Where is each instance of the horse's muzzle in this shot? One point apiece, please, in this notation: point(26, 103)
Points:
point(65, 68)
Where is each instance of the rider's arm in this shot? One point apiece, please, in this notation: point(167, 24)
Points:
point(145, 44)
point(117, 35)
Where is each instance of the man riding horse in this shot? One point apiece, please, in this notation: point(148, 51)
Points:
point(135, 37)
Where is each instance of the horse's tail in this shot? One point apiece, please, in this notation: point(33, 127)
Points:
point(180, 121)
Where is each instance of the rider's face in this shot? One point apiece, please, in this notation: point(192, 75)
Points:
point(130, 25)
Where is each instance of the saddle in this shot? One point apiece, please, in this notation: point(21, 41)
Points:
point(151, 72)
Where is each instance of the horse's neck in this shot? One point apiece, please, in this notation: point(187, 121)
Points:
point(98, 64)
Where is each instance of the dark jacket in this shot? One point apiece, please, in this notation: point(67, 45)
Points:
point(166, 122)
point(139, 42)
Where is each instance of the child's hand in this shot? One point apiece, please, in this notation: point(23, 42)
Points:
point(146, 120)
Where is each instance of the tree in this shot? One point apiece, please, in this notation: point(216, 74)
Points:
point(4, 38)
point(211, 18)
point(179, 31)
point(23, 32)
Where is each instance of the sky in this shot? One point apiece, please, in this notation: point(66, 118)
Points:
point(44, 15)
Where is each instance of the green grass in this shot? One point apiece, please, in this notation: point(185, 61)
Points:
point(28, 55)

--

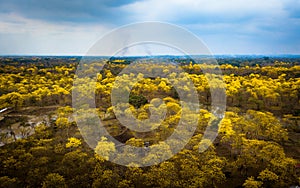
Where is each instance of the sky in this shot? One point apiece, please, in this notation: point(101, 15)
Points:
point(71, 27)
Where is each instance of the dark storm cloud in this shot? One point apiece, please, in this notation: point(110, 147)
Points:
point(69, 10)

--

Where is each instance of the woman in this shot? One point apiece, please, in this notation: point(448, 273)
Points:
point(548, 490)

• _Set problem_:
Repeat the lines from the one holding "Where is each instance of the child's" through the one holding "point(44, 15)", inclusive, with "tree" swapped for "bush" and everything else left unchanged.

• _Answer to the task_:
Where is each instance of the child's hand in this shot? One point apiece, please, in this notation: point(23, 42)
Points:
point(146, 120)
Where is each instance of the bush in this shot? One point apiece, please, in this notation: point(216, 74)
Points:
point(4, 38)
point(211, 18)
point(179, 31)
point(23, 32)
Where is each instance of the sky in this shot? One point apiece, please, in this notation: point(66, 118)
Points:
point(44, 15)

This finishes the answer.